#### Problem:
Report every line of the listing below that contains the word "binding", copying each such line in full. Treat uppercase and lowercase as different.

[Excerpts from labeled region data]
= = = = =

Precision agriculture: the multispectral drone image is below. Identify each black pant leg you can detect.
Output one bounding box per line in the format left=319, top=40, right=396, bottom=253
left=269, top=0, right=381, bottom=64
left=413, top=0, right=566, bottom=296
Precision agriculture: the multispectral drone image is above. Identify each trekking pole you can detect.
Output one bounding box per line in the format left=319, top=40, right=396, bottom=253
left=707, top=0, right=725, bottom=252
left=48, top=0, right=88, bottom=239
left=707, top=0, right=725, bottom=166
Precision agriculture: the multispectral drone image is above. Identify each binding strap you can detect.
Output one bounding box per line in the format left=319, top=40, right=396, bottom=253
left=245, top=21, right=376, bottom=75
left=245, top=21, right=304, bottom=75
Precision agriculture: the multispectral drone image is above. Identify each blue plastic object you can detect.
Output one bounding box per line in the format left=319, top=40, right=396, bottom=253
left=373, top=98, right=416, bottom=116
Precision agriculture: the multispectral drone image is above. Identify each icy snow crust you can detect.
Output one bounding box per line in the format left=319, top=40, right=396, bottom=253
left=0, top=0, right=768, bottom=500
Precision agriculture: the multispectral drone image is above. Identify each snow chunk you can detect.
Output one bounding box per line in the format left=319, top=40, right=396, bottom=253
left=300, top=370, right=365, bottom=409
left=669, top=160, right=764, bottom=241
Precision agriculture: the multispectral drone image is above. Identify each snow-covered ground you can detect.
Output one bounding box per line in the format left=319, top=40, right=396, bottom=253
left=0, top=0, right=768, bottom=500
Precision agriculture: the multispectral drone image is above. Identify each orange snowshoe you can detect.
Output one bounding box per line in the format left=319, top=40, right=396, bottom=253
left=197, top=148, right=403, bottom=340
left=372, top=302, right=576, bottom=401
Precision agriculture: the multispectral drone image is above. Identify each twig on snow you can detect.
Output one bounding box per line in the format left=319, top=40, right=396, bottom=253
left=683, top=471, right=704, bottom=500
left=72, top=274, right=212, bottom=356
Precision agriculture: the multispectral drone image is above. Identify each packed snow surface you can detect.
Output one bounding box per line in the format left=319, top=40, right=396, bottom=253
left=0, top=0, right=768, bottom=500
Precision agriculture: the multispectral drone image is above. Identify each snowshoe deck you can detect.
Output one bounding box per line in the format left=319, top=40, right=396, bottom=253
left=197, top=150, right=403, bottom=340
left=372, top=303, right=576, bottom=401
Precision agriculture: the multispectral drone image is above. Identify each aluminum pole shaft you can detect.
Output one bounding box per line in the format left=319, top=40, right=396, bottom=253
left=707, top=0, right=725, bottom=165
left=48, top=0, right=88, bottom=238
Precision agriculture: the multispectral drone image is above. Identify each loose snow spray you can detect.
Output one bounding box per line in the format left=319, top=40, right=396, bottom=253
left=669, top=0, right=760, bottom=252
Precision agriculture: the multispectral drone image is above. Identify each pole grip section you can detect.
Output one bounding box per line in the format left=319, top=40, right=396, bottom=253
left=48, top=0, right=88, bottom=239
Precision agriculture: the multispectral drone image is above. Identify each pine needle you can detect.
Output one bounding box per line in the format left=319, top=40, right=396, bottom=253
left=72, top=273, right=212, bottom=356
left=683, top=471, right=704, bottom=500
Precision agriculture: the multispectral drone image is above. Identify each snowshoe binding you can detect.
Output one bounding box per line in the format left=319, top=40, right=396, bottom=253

= = = = =

#### Finished task:
Precision agriculture: the multispectral drone image is above. Identify each binding strap you can detect.
Precision agriculture: the multispectral drone image is above. Identify each snowshoe binding you can detect.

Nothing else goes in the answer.